**Task requirements:**
• A. Write out the section of the notebook notes that begins at the words that have "- For example: Create" and ends after "end_date = datetime(2019,7,29)".
• B. Using the notebook notes, decide whether each statement below agrees with them. Answer yes or no for each, and quote the words that settle it. (i) One example mask selects rows whose daily high is above $600. (ii) Seaborn is described as being based on NumPy. (iii) The data filtered and plotted on a line plot over time is from the year 2018.

**Quoted passage:**
In this jupyter notebook, I have performed Exploratory Data Analysis on Financial data.
I have used stocks data of a company (named any XYZ) which contains the opening, closing, high and low stock prices per day.
Also performed data filtering and built some visualizations from the dataset.
-
Importing the required libraries
pandas
: pandas is a fast, powerful, flexible and easy to use open source data analysis and manipulation tool, built on top of the Python programming language.numpy
: NumPy is a Python library that provides a simple yet powerful data structure: the n-dimensional array.matplotlib
: Matplotlib is a comprehensive library for creating static, animated, and interactive visualizations in Python.seaborn
: Seaborn is a Python data visualization library based on matplotlib. It provides a high-level interface for drawing attractive and informative statistical graphics.
-
Knowing the dataset
Analyzing historical price data is an important way to try to make future predictions. We will be using a dataset of stock data for the company XYZ. This data includes opening, closing, high, low prices and stocks traded per day.
-
Importing and Loading the dataset
- The dataset is available in the repository.(Here)
- Dataset:
HistoricalQuotes.csv
-
Exploratory Data Analysis
df.shape
df.info()
df.head()
df.isna().sum()
df.drop()
df.drop(df.index[0], inplace=True)
: Dropping 1st row of the dataset
- Changing the dtype of the
open
,close
,high
andlow
columns tofloat
df.open = df.open.astype(float)
- Changing the dtype of the
volume
column toint
df.volume = pd.to_numeric(df['volume']).astype(int)
- df.describe() - Summary statistics for all numeric columns (default)
df.describe(include='int')
: Summary statistics only for columns whose type is "int"
- Percentiles
df.describe(percentiles=[.3, .5, .9])
: Summary statistics for all numeric columns with percentiles .3, .5 and .9
-
Filtering Data
- Creating different dataframes using masks.
- For example: Create a mask for all of the rows whose daily high is greater than $600.
high_mask = df.high > 600; df.loc[high_mask]
- Creating different dataframes using masks.
-
Filtering Data with dates
- Selecting date from date ranges
start_date = datetime(2019,8,2); end_date = datetime(2019,7,29)
- Importing
datetime
package.from datetime import datetime
- Creating mask of historical dates.
mask = (end_date <= df.index) & (df.index <= start_date); df2 = df[mask]; df2
- Selecting date from date ranges
-
Data Visualizations
- Line Plot showing Daily High Prices
- Histogram of High Prices
- Line plot of Volume over time
- Daily Volume Frequency distribution
- Filtering & Plotting data
- Filtering data of year 2016 from the dataset and then plotting it on a line plot over time
df.loc['2016'].plot(y='low'); plt.show()

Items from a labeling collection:
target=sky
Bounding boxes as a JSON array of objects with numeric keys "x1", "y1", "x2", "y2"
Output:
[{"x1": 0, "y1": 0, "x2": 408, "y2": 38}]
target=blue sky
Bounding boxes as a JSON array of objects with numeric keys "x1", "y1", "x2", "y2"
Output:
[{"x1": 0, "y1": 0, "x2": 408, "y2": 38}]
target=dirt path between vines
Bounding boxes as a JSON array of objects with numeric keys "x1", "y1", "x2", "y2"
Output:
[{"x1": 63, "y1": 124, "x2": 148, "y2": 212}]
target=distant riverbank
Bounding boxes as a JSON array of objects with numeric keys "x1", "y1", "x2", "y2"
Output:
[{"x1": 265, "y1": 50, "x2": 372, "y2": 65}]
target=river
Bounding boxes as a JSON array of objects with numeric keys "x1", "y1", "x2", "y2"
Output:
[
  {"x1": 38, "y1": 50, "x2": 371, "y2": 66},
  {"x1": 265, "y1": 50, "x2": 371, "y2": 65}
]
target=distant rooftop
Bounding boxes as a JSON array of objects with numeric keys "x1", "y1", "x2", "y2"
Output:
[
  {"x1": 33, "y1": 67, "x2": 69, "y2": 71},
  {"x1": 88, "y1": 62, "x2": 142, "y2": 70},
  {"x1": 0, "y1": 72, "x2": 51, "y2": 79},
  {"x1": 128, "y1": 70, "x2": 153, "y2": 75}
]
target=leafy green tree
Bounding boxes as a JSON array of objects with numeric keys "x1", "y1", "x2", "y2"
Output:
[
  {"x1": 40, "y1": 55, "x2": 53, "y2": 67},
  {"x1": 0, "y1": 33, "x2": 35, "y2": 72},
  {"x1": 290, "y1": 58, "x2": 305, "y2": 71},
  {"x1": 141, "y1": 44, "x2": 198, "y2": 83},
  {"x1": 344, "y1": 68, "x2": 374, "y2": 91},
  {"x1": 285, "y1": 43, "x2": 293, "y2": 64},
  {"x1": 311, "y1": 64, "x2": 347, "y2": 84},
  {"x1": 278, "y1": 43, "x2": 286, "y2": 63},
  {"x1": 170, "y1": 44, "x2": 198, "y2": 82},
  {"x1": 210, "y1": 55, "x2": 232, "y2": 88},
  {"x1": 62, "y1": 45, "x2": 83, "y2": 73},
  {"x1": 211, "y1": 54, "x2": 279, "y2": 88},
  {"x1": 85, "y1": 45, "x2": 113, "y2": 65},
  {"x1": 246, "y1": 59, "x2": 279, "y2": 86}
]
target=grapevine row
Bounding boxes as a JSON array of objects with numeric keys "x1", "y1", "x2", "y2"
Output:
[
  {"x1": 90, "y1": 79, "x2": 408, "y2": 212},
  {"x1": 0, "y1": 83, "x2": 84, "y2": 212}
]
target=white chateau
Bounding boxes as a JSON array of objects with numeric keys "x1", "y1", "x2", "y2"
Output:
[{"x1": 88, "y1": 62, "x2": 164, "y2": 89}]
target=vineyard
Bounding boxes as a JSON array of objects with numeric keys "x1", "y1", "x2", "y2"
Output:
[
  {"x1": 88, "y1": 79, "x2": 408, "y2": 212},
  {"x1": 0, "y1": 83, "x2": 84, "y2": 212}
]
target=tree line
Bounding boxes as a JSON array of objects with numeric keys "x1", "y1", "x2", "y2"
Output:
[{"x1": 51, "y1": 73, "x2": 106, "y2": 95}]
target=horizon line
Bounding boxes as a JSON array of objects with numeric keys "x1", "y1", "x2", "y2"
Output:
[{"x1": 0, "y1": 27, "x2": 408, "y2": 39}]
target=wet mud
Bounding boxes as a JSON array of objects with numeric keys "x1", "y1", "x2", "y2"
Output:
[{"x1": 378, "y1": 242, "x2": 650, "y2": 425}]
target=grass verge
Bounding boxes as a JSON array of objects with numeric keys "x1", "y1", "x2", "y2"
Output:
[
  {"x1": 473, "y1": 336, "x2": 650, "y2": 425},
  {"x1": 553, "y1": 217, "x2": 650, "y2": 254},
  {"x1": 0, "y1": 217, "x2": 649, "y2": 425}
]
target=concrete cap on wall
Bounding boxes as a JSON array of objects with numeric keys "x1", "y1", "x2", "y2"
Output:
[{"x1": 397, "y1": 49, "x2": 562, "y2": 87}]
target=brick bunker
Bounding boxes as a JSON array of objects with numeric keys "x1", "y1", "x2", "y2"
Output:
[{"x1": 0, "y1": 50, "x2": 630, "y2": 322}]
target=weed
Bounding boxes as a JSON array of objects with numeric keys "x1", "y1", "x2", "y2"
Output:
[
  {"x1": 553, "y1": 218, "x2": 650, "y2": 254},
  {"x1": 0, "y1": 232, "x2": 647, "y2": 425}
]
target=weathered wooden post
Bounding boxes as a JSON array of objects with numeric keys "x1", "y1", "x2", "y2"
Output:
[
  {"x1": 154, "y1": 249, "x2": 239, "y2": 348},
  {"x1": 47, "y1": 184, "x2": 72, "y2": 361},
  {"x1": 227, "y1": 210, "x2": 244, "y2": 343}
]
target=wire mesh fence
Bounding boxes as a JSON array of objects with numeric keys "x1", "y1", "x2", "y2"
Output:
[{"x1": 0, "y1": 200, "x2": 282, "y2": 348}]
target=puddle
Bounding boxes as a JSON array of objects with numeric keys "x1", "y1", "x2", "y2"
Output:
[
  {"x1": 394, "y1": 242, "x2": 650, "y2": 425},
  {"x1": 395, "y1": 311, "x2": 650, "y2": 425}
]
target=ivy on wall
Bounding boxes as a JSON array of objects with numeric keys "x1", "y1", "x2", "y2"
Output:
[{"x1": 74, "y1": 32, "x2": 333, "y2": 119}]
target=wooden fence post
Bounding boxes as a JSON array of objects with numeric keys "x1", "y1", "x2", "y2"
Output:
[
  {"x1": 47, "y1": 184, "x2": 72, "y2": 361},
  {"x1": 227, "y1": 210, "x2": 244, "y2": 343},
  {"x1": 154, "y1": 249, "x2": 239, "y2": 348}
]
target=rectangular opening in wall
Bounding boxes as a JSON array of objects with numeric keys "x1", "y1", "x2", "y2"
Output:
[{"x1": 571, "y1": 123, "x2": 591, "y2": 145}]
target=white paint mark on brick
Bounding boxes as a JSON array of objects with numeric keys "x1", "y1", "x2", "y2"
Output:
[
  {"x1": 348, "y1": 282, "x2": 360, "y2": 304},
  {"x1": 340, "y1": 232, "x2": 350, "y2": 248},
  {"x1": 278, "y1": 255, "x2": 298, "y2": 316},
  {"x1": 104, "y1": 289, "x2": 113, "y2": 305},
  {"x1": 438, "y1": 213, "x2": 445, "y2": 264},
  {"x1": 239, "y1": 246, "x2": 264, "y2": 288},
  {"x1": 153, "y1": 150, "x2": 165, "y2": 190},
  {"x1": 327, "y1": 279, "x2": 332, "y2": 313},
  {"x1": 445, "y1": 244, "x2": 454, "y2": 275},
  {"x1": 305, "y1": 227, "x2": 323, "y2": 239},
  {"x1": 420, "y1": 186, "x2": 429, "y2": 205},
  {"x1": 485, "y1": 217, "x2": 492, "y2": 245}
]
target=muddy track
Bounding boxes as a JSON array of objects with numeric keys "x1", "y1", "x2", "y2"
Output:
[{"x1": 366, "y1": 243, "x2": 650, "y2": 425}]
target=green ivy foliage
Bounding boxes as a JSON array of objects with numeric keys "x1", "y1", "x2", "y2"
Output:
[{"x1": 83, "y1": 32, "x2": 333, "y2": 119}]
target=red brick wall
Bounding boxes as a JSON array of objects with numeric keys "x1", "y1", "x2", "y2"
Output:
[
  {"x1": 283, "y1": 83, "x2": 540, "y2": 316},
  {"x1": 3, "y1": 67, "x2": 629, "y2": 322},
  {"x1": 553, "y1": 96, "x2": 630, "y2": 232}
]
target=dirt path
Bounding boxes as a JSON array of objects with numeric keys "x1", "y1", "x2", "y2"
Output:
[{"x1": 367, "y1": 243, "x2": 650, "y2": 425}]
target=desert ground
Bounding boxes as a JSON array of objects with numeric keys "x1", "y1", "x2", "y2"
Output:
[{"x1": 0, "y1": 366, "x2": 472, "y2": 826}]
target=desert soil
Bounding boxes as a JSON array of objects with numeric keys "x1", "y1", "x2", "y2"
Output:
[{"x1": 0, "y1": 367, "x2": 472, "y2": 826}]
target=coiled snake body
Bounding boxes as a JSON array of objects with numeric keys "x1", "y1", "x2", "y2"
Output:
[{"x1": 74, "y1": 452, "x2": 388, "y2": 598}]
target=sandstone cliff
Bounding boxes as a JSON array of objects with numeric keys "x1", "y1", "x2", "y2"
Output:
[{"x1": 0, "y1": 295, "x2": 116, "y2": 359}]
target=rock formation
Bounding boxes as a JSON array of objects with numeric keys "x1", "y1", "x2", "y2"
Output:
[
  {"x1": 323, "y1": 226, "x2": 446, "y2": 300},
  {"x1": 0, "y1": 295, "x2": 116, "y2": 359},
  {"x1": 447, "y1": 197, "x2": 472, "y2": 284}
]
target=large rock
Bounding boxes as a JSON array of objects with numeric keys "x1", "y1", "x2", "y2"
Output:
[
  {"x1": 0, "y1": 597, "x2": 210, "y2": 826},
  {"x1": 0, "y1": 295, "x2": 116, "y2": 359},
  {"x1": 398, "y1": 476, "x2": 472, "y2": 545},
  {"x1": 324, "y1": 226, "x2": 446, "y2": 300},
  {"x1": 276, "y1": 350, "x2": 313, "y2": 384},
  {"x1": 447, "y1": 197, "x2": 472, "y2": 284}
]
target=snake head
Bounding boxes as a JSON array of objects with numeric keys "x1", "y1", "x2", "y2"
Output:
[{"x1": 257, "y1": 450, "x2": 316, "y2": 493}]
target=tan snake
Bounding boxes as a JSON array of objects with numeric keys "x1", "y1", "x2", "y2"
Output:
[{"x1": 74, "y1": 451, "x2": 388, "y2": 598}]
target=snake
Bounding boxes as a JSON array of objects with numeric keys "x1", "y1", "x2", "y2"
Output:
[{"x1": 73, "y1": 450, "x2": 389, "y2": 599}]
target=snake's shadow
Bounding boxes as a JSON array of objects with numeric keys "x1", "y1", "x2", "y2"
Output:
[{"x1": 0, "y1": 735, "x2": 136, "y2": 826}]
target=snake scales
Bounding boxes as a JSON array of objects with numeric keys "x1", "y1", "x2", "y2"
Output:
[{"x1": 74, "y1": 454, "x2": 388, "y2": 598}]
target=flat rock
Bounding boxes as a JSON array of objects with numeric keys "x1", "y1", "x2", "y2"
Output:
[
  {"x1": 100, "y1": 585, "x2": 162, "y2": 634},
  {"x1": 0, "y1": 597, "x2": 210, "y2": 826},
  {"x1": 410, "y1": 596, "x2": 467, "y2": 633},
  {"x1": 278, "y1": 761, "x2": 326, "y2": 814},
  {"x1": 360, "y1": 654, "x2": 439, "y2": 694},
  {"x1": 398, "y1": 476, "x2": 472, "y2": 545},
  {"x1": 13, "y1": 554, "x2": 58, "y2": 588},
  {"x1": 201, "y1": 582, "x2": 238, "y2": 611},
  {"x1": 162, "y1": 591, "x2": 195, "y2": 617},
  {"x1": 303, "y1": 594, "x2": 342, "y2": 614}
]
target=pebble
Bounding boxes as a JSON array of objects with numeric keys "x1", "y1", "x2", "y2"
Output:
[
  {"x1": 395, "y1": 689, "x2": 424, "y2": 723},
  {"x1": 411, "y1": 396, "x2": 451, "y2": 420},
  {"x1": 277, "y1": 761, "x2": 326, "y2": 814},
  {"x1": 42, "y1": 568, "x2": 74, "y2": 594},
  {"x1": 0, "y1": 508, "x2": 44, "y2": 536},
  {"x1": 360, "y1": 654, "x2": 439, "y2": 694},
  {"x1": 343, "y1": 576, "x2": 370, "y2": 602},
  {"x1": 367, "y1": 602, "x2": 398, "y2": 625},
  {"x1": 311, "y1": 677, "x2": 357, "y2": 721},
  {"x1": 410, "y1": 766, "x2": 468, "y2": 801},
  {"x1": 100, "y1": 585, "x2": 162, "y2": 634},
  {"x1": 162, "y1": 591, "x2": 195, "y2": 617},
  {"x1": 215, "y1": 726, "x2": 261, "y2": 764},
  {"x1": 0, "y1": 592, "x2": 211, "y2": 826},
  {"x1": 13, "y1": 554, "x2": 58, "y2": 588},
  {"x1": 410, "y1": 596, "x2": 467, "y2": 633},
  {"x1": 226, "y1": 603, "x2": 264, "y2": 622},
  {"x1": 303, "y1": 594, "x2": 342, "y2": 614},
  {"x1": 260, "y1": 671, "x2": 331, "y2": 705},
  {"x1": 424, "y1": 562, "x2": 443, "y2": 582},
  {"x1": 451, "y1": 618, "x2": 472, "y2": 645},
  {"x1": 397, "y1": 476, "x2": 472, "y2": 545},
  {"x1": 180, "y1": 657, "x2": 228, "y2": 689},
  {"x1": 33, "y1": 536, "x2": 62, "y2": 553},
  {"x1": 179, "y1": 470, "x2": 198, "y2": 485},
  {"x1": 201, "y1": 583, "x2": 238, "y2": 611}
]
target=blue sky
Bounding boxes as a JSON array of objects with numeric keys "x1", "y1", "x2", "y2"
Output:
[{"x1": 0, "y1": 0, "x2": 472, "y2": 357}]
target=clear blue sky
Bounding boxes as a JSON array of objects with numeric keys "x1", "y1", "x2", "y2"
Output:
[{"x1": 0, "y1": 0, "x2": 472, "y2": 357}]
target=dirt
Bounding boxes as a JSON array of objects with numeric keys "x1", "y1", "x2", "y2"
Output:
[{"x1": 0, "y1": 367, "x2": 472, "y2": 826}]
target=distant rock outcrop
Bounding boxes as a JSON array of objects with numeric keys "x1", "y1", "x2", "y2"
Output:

**Expected results:**
• A.
- For example: Create a mask for all of the rows whose daily high is greater than $600.
high_mask = df.high > 600; df.loc[high_mask]
- Creating different dataframes using masks.
-
Filtering Data with dates
- Selecting date from date ranges
start_date = datetime(2019,8,2); end_date = datetime(2019,7,29)

• B.
(i) Yes: "Create a mask for all of the rows whose daily high is greater than $600."
(ii) No: "Seaborn is a Python data visualization library based on matplotlib."
(iii) No: "Filtering data of year 2016 from the dataset and then plotting it on a line plot over time"